When Temperatures Rise, Sea Stars Start Dropping Arms

Ochre sea stars, Pisaster ochraceus(Photo by D. Gordon E. Robertson via Wikimedia Commons)

 

When temperatures heat up, we strip off our sweaters. But sea stars remove their arms. The finding, published in the Journal of Experimental Biology, provides some important insights into how Pacific coastal ecosystems might be affected by climate change.

Researchers from the University of California, Davis and the Institute of Research on Insect Biology in Tours, France used heat lamps to mimic the conditions that sea stars face at low tide, when they are exposed to more direct sunlight. Sea stars are ectotherms (cold-blooded); their body temperature depends on warmth from their environment. But that does not mean that their entire body is the same temperature. As the animals warmed up, the heat was not distributed evenly throughout their bodies. And when the sea stars reached a certain temperature—88 to 95 degrees Fahrenheit in the body and a toastier 91 to 102 degrees Fahrenheit in the arms—they responded by shucking their limbs.

**Description of the task**
Reproduce the passage of the sea star article that begins at the words "Ochre sea stars, Pisaster" and stops after "by climate change.".

Saved entries:

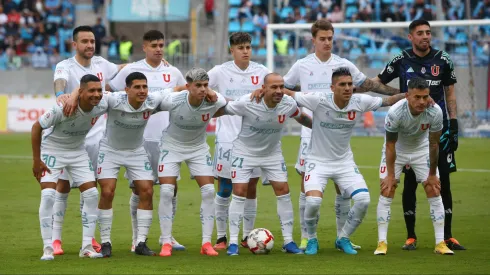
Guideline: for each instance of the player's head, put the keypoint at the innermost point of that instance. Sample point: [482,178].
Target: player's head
[342,84]
[153,45]
[273,87]
[84,41]
[240,46]
[136,87]
[322,36]
[197,82]
[417,95]
[90,90]
[420,35]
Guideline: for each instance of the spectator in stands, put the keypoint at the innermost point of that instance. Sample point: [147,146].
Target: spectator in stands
[99,33]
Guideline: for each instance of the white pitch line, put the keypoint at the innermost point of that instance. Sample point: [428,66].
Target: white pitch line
[9,157]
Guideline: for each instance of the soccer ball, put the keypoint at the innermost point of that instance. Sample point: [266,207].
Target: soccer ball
[260,241]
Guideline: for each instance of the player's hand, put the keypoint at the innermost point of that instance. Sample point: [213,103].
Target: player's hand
[211,96]
[257,95]
[38,169]
[61,100]
[388,184]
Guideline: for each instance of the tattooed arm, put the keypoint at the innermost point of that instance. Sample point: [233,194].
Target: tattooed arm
[375,85]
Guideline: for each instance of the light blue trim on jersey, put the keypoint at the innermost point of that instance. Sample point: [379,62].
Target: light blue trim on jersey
[359,191]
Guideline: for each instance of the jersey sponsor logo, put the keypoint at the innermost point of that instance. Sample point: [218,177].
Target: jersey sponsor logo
[100,76]
[281,118]
[434,70]
[351,115]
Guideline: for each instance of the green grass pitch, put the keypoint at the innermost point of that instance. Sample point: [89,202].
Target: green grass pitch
[20,233]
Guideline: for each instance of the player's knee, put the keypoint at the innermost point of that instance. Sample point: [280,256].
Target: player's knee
[225,188]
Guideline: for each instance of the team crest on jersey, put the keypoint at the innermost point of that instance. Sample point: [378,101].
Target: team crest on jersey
[351,115]
[434,70]
[100,76]
[281,118]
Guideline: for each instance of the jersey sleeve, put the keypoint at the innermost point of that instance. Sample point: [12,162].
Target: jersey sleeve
[391,70]
[369,103]
[308,100]
[437,120]
[52,117]
[292,78]
[357,76]
[449,75]
[391,122]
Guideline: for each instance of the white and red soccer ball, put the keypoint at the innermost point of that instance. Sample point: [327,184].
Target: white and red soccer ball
[260,241]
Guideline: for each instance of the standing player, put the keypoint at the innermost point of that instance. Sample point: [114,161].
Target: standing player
[258,145]
[437,69]
[234,79]
[67,78]
[313,74]
[159,76]
[334,116]
[185,141]
[63,148]
[412,138]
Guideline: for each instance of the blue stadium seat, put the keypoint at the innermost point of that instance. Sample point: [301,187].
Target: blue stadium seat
[233,26]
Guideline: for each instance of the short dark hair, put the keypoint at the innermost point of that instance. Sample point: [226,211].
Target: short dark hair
[83,28]
[342,71]
[238,38]
[321,25]
[153,35]
[134,76]
[416,23]
[88,78]
[418,83]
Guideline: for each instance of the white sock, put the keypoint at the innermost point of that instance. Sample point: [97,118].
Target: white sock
[89,215]
[249,215]
[59,209]
[46,215]
[133,207]
[221,213]
[165,212]
[105,224]
[144,222]
[342,208]
[302,206]
[356,214]
[286,216]
[207,212]
[311,213]
[383,217]
[237,206]
[437,215]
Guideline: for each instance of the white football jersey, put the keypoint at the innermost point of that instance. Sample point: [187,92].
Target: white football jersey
[187,128]
[413,132]
[68,133]
[230,81]
[161,77]
[125,125]
[71,71]
[316,76]
[261,126]
[332,126]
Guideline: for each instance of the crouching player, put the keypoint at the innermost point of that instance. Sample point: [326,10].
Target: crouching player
[63,148]
[412,138]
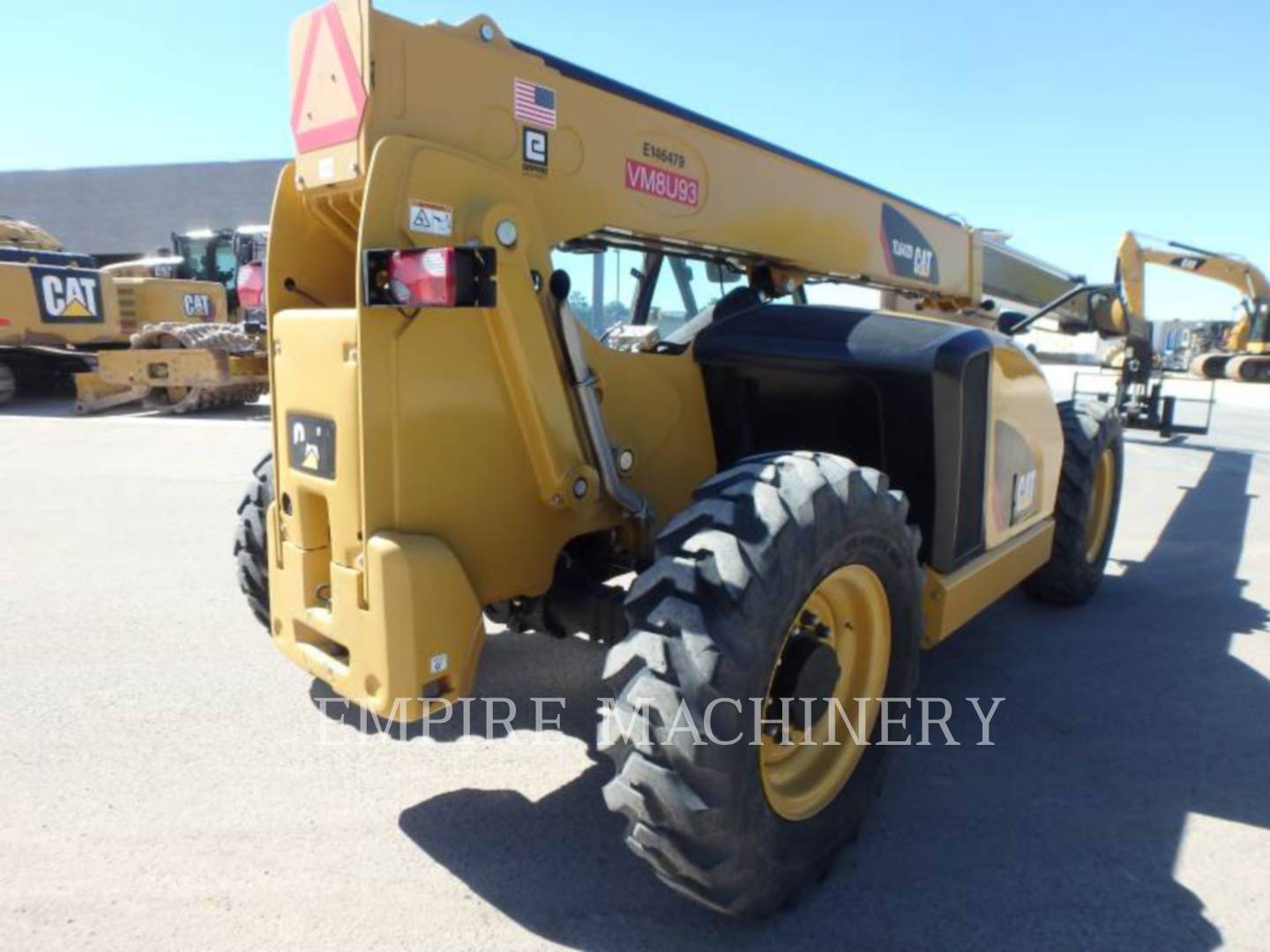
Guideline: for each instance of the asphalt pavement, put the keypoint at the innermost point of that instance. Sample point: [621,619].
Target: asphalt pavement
[170,781]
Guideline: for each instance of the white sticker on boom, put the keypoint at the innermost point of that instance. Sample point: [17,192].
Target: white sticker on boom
[430,219]
[1025,493]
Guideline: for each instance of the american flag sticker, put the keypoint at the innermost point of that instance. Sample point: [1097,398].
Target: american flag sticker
[534,103]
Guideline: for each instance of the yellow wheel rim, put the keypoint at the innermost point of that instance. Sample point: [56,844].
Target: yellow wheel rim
[850,614]
[1100,507]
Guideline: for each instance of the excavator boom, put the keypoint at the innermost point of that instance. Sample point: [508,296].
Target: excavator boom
[1251,334]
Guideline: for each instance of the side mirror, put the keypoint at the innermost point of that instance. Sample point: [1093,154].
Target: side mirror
[1009,322]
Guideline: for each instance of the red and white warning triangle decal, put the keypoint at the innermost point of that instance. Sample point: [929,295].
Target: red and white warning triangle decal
[329,98]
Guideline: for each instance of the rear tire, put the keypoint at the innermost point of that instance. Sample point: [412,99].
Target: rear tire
[250,539]
[1087,504]
[709,621]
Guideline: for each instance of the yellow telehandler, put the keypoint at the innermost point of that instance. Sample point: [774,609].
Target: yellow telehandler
[807,495]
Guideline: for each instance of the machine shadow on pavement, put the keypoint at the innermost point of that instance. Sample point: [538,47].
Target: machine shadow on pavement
[1120,718]
[63,406]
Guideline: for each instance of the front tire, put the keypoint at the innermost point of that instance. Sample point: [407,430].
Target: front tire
[250,541]
[1087,504]
[713,619]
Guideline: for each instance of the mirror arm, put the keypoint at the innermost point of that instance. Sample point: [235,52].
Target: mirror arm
[1059,301]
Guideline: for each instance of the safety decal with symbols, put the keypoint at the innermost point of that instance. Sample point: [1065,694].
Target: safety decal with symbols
[430,219]
[311,441]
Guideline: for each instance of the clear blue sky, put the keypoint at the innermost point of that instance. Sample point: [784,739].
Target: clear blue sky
[1062,122]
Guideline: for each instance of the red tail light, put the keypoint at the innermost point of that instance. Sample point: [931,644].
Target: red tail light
[250,286]
[423,277]
[430,277]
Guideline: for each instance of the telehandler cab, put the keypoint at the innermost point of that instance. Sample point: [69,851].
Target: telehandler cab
[807,494]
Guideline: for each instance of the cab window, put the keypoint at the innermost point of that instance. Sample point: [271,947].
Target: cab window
[608,273]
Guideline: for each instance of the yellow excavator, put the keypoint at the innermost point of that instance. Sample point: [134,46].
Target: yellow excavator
[120,339]
[807,495]
[1244,354]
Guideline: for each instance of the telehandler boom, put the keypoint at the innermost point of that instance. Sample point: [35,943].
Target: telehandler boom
[807,494]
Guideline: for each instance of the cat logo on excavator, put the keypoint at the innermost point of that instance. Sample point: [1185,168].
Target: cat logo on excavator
[68,294]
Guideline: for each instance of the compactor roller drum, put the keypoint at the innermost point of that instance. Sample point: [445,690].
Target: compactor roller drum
[228,338]
[250,542]
[788,576]
[1211,366]
[1250,368]
[1087,504]
[8,383]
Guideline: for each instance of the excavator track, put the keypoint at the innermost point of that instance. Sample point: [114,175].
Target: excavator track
[228,338]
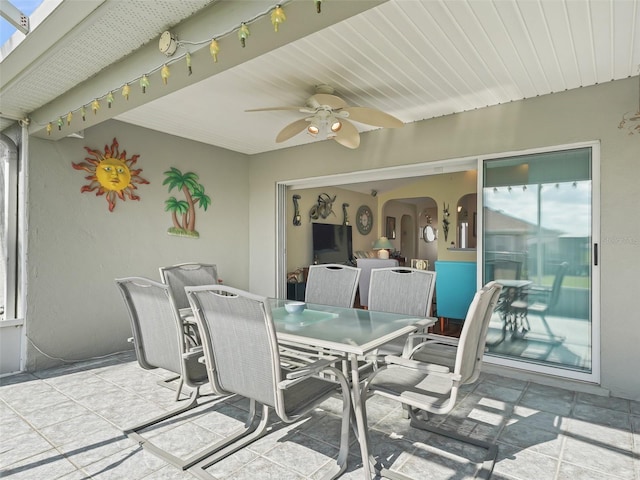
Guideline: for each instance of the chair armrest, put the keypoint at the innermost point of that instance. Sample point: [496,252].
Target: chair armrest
[194,352]
[429,368]
[426,339]
[310,370]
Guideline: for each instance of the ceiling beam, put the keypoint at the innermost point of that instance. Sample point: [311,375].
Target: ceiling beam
[302,20]
[14,16]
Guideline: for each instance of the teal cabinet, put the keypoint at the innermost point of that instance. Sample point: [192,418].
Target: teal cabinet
[455,288]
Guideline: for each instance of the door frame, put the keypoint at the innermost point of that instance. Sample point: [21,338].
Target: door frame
[450,166]
[594,375]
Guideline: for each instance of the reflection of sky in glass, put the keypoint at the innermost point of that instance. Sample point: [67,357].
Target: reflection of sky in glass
[565,208]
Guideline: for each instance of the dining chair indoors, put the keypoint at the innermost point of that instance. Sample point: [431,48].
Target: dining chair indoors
[433,387]
[242,356]
[158,339]
[332,284]
[403,290]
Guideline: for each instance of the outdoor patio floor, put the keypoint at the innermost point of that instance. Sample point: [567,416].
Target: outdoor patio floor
[66,423]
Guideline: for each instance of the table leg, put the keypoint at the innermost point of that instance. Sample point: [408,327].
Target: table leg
[360,421]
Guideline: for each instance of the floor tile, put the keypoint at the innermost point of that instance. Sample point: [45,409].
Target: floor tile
[70,428]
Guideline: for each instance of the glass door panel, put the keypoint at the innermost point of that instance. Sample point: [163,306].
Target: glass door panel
[537,241]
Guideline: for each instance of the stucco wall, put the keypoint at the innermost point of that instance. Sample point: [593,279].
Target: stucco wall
[581,115]
[77,247]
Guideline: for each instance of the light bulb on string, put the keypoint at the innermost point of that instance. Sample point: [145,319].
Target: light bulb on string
[214,49]
[277,17]
[243,34]
[144,83]
[165,73]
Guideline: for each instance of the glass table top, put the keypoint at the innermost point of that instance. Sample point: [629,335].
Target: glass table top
[351,330]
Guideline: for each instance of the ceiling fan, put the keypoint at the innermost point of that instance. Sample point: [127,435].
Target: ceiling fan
[329,116]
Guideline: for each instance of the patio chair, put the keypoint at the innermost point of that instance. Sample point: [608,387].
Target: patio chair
[159,343]
[241,354]
[408,291]
[433,387]
[332,284]
[188,274]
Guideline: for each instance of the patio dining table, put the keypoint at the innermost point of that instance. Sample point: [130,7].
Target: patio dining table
[349,332]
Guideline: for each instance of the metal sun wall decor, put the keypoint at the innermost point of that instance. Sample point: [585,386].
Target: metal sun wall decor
[183,212]
[111,174]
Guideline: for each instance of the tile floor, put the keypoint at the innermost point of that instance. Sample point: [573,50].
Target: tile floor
[66,423]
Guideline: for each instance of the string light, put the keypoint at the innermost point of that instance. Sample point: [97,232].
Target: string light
[214,49]
[243,34]
[277,17]
[165,73]
[144,83]
[276,13]
[188,59]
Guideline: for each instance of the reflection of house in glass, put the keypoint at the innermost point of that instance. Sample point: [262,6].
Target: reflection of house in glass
[517,249]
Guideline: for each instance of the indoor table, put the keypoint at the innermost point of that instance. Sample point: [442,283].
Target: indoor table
[349,332]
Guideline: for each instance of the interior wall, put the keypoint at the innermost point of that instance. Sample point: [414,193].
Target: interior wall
[299,240]
[444,189]
[541,122]
[77,247]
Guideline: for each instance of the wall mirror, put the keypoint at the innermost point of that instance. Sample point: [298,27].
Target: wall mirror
[428,233]
[466,221]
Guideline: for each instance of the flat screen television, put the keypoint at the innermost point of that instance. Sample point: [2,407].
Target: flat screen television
[332,243]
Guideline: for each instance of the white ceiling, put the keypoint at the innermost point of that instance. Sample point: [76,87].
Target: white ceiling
[414,59]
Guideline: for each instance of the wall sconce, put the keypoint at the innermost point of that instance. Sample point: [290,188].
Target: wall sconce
[383,245]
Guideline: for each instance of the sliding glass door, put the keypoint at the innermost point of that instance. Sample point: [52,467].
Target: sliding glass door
[538,241]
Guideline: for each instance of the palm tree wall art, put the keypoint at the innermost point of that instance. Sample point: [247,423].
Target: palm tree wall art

**Task result**
Ochre sea stars, Pisaster ochraceus(Photo by D. Gordon E. Robertson via Wikimedia Commons)

 

When temperatures heat up, we strip off our sweaters. But sea stars remove their arms. The finding, published in the Journal of Experimental Biology, provides some important insights into how Pacific coastal ecosystems might be affected by climate change.